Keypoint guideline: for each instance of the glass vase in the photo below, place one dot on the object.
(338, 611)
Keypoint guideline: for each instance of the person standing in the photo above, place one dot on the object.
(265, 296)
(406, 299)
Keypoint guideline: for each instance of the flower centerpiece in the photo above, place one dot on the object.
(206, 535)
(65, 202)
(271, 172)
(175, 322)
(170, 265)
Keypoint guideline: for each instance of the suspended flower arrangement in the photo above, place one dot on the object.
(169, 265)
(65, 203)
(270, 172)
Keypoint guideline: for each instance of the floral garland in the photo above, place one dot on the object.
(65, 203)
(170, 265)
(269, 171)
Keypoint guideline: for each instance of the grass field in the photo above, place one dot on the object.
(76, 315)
...
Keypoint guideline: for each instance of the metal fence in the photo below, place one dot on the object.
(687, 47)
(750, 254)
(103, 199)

PROMPT:
Return each line above in which the string "Keypoint" appears.

EXERCISE OUTPUT:
Keypoint guideline: for each instance of the glass vase in the photo below, place one dot on the object.
Keypoint guideline: for each instance of the person standing in the photo above, place one dot on the object.
Keypoint guideline: for each instance of the flower centerpiece in the photo above, place one dot on the object.
Keypoint guideline: for each instance of the suspended flower arrangement in the photo above, place one dot on the object.
Keypoint guideline: for each instance of the floral garland in the photo above, place one dot on the object.
Keypoint guideline: for each instance of the grass field in the photo above, place one dot on the object.
Keypoint guideline: for each instance of the metal fence in the photo below, place one dot on the object.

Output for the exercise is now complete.